- **Assignment**
The expected result is every line of the records, printed exactly.

- **Data extract**

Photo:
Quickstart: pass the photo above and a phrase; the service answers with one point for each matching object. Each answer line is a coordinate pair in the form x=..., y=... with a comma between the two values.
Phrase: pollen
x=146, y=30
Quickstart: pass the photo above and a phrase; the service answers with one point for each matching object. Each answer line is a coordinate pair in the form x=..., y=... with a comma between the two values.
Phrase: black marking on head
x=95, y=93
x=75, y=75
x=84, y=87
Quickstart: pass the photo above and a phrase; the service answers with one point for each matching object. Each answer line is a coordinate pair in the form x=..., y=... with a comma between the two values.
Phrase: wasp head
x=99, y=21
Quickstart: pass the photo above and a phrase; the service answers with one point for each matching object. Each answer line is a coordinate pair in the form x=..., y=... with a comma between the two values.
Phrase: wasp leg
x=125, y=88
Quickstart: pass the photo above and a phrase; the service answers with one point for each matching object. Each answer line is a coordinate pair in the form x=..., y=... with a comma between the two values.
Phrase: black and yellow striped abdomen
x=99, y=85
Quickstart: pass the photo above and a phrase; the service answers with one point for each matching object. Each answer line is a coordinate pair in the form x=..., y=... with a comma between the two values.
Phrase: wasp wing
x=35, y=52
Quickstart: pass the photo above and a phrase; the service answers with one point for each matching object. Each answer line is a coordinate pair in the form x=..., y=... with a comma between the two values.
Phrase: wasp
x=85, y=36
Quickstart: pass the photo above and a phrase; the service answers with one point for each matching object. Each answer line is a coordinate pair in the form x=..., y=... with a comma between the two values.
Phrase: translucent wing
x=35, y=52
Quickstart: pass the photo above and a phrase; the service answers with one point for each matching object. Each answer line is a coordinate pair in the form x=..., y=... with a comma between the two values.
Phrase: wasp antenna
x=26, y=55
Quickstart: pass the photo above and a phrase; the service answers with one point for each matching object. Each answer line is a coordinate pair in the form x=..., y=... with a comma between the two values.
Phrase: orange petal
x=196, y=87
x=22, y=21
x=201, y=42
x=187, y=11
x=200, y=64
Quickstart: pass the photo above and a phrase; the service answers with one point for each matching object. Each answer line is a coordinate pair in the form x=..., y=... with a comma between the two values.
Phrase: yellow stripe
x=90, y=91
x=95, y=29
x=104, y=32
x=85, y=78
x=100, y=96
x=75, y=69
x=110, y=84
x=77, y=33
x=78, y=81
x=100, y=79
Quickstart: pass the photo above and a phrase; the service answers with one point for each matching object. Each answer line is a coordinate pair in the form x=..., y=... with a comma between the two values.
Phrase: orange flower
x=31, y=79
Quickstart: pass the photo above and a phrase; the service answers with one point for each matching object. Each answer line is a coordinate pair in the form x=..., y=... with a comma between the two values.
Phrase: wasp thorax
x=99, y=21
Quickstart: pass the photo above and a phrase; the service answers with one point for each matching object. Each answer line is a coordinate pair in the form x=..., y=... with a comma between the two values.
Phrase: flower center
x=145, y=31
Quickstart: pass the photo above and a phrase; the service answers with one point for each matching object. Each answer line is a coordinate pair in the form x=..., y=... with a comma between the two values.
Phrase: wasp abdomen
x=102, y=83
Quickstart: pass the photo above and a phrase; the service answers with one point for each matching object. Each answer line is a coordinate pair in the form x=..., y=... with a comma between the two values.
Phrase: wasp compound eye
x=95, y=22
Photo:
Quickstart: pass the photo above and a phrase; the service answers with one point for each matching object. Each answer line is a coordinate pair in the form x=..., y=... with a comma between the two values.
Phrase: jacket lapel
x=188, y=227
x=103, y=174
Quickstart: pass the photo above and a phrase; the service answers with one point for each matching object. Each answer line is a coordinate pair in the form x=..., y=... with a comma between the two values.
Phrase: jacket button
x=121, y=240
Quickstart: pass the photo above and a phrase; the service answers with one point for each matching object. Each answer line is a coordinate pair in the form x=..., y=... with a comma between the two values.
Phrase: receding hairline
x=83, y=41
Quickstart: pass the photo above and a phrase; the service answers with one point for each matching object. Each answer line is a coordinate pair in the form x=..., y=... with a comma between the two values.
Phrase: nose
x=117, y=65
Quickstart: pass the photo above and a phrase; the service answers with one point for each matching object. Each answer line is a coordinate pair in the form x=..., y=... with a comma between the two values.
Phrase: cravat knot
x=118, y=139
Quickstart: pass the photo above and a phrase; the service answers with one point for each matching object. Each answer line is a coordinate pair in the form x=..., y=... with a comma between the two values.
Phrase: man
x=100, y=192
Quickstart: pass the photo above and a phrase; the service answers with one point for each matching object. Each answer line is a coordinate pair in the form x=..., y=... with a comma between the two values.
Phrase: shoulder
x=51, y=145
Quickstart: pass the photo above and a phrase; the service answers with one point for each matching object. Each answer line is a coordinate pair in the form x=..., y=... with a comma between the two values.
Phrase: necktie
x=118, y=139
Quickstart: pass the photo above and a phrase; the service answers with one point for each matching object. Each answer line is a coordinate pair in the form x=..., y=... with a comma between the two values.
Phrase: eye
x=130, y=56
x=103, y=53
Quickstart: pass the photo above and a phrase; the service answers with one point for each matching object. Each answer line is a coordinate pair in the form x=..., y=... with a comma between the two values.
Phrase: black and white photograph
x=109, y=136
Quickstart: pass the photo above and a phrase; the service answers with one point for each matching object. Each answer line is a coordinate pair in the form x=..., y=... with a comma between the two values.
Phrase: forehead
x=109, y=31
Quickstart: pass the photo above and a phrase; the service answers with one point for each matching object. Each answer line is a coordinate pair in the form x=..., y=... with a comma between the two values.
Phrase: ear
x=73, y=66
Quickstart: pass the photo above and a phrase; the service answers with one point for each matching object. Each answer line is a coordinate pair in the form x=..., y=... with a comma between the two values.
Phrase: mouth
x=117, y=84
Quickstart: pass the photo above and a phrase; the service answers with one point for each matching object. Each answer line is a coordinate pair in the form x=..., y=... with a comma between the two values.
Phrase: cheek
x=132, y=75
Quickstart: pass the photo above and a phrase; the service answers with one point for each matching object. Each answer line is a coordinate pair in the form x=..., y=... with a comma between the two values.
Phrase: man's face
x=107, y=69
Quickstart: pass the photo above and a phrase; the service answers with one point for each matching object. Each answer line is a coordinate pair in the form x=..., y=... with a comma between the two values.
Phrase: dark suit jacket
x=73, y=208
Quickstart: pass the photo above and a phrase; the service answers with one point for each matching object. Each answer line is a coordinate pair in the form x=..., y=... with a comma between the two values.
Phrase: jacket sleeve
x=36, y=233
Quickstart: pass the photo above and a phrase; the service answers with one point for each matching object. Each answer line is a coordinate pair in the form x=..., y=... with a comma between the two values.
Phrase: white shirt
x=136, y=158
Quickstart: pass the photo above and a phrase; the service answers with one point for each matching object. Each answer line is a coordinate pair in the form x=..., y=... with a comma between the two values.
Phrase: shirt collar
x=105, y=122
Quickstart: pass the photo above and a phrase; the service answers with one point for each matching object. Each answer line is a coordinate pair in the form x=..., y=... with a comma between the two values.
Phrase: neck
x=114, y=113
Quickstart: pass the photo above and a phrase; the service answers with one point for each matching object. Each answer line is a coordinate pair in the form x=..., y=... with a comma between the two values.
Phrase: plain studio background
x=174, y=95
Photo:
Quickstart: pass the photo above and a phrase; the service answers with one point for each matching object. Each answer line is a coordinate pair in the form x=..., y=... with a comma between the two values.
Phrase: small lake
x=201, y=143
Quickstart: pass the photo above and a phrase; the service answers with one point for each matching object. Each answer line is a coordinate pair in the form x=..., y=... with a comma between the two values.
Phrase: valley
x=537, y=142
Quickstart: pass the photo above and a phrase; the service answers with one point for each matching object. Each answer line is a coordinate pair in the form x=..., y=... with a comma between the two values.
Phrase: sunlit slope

- **Written response**
Photo:
Quickstart: pass the photo above and a phrase; the service answers with one point for each matching object. Each answer line is a coordinate pair in the form x=..., y=... with a comma between the two values.
Phrase: pollen
x=146, y=30
Quickstart: pass the photo above and a phrase; the service answers with one point for each matching object. Each answer line is a coordinate pair in the form x=..., y=... with a comma between the two values.
Phrase: black marking on head
x=95, y=93
x=75, y=75
x=84, y=87
Quickstart: pass the photo above and a phrase; the service answers with one point for each matching object. Each answer line is a coordinate pair in the form x=..., y=... with a comma between the two values.
Phrase: wasp head
x=99, y=21
Quickstart: pass the photo above and a phrase; the service answers with one point for each matching object. Each answer line is a coordinate pair in the form x=..., y=... with a comma between the two values.
Phrase: wasp leg
x=125, y=88
Quickstart: pass the photo above and a phrase; the service answers with one point for each matching object. Each answer line is a coordinate pair in the form x=..., y=... with a comma between the two values.
Phrase: black and yellow striped abdomen
x=99, y=85
Quickstart: pass the photo above and a phrase; the service answers with one point for each matching object. Each answer line is a coordinate pair in the form x=..., y=... with a comma between the two values.
Phrase: wasp wing
x=35, y=52
Quickstart: pass the photo above and a phrase; the service answers with one point for each matching object. Each answer line is a coordinate pair in the form x=..., y=... with a comma between the two values.
Phrase: wasp
x=85, y=36
Quickstart: pass the photo above and a phrase; the service answers with one point for each matching object. Each answer line is a coordinate pair in the form x=..., y=... with a comma between the two values.
Phrase: translucent wing
x=35, y=52
Quickstart: pass the photo above and a phrase; the service answers with one point for each matching object. Each answer line is a coordinate pair in the form x=..., y=... with a comma between the two values.
Phrase: wasp antenna
x=26, y=55
Quickstart: pass the photo above and a phrase; the service answers with one point for each matching object. Each answer line is a coordinate pair in the form x=..., y=... with a comma between the two values.
Phrase: orange petal
x=196, y=87
x=22, y=21
x=201, y=42
x=187, y=11
x=200, y=64
Quickstart: pass the photo above and a phrase; the service answers with one point for each matching object. Each answer line is a coordinate pair in the form x=..., y=... with a comma between the two values.
Phrase: yellow stripe
x=90, y=91
x=95, y=29
x=104, y=32
x=85, y=78
x=100, y=96
x=75, y=69
x=110, y=84
x=77, y=33
x=78, y=81
x=100, y=79
Quickstart: pass the photo above and a phrase; the service answers with one point for each matching object. Each answer line is a coordinate pair in the form x=..., y=... with a comma between the two values.
Phrase: orange flower
x=31, y=79
Quickstart: pass the photo above and a phrase; the service answers with one point for each matching object. Each answer line is a coordinate pair in the form x=..., y=... with a comma between the two values.
Phrase: wasp thorax
x=99, y=21
Quickstart: pass the photo above and a phrase; the service answers with one point for each matching object. Each answer line is a coordinate pair in the form x=..., y=... with a comma between the two values.
Phrase: flower center
x=145, y=31
Quickstart: pass the photo above and a phrase; the service answers with one point for each matching object. Each answer line is a coordinate pair in the form x=..., y=... with a comma between the two values.
Phrase: wasp abdomen
x=102, y=83
Quickstart: pass the photo above and a phrase; the service answers with one point for each matching object. Each answer line is a coordinate pair in the form x=..., y=... with a comma between the two values.
Phrase: wasp compound eye
x=95, y=22
Photo:
Quickstart: pass the photo above and a phrase; the service answers with one point for each matching object. Each answer line is a coordinate pair in the form x=..., y=... with a comma between the two values.
Phrase: jacket lapel
x=188, y=227
x=103, y=174
Quickstart: pass the photo above and a phrase; the service answers with one point for each matching object. Each answer line is a coordinate pair in the form x=..., y=... with a comma between the two values.
Phrase: jacket button
x=121, y=240
Quickstart: pass the photo above and a phrase; the service answers with one point for each matching object. Each answer line is a coordinate pair in the form x=..., y=... with a comma between the two values.
Phrase: receding hairline
x=83, y=41
Quickstart: pass the photo above and a phrase; the service answers with one point for each matching object. Each answer line is a coordinate pair in the form x=..., y=... with a comma between the two values.
Phrase: nose
x=117, y=65
Quickstart: pass the photo above and a phrase; the service answers with one point for each matching object. Each answer line is a coordinate pair in the form x=..., y=... with a comma between the two values.
Phrase: cravat knot
x=118, y=139
Quickstart: pass the photo above and a phrase; the service answers with one point for each matching object. Each answer line is a coordinate pair in the form x=..., y=... with a comma between the two values.
Phrase: man
x=100, y=192
Quickstart: pass the photo above and a phrase; the service answers with one point for each matching object. Each answer line is a coordinate pair in the form x=..., y=... with a comma between the two values.
Phrase: shoulder
x=51, y=145
Quickstart: pass the photo above and a phrase; the service answers with one point for each matching object. Each answer line is a coordinate pair in the form x=..., y=... with a comma between the two values.
Phrase: necktie
x=118, y=139
Quickstart: pass the photo above and a phrase; the service answers with one point for each matching object. Each answer line is a coordinate pair in the form x=..., y=... with a comma between the two values.
Phrase: eye
x=130, y=56
x=103, y=53
Quickstart: pass the photo above and a phrase; the service answers with one point for each matching object. Each answer line is a coordinate pair in the form x=..., y=... with a comma between the two values.
Phrase: black and white photograph
x=109, y=136
Quickstart: pass the photo above and a phrase; the service answers with one point for each matching object. Each answer line is a coordinate pair in the form x=..., y=... with a comma between the two values.
Phrase: forehead
x=109, y=31
Quickstart: pass the photo above and a phrase; the service answers with one point for each matching object. Each answer line is a coordinate pair in the form x=..., y=... with a comma between the two values.
Phrase: ear
x=73, y=66
Quickstart: pass the photo above and a phrase; the service answers with one point for each matching object. Each answer line is a coordinate pair in the form x=..., y=... with a comma between the two values.
Phrase: mouth
x=117, y=84
Quickstart: pass the photo above and a phrase; the service answers with one point for each matching object. Each answer line is a coordinate pair in the form x=..., y=... with a comma between the two values.
Phrase: cheek
x=132, y=75
Quickstart: pass the photo above and a phrase; the service answers with one point for each matching object. Each answer line is a coordinate pair in the form x=..., y=... with a comma between the two values.
Phrase: man's face
x=107, y=69
Quickstart: pass the photo above and a phrase; the service answers with one point for each matching object. Each answer line is a coordinate pair in the form x=..., y=... with a comma between the two values.
Phrase: dark suit jacket
x=73, y=208
Quickstart: pass the photo above and a phrase; the service answers with one point for each matching object. Each answer line is a coordinate pair in the form x=..., y=... with a comma between the two values.
Phrase: jacket sleeve
x=36, y=233
Quickstart: pass the photo above and a phrase; the service answers with one point for each matching object. Each answer line is a coordinate pair in the form x=..., y=... with a comma between the two values.
Phrase: white shirt
x=136, y=158
Quickstart: pass the photo above and a phrase; the service answers with one point for each matching object. Each answer line is a coordinate pair in the form x=..., y=... with a comma between the two values.
Phrase: shirt collar
x=105, y=122
Quickstart: pass the photo above and a phrase; the service answers with one point for each matching object. Each answer line is a coordinate pair in the form x=..., y=... with a comma between the two values.
Phrase: neck
x=114, y=113
Quickstart: pass the photo above and a phrase; the service answers with one point for each matching object. Each answer line is a coordinate pair in the form x=..., y=... with a comma between the two values.
Phrase: plain studio background
x=174, y=95
Photo:
Quickstart: pass the photo above and a phrase; the service answers with one point for each matching object. Each answer line is a coordinate pair in the form x=..., y=... with a comma between the two values.
Phrase: small lake
x=201, y=143
Quickstart: pass the photo above and a phrase; the service answers with one point for each matching object. Each answer line is a coordinate pair in the form x=..., y=... with a comma between the two values.
Phrase: valley
x=537, y=142
Quickstart: pass the photo above and a phrase; the service answers with one point for each matching object. Each answer line is a coordinate pair in the form x=..., y=... with a comma between the two values.
Phrase: sunlit slope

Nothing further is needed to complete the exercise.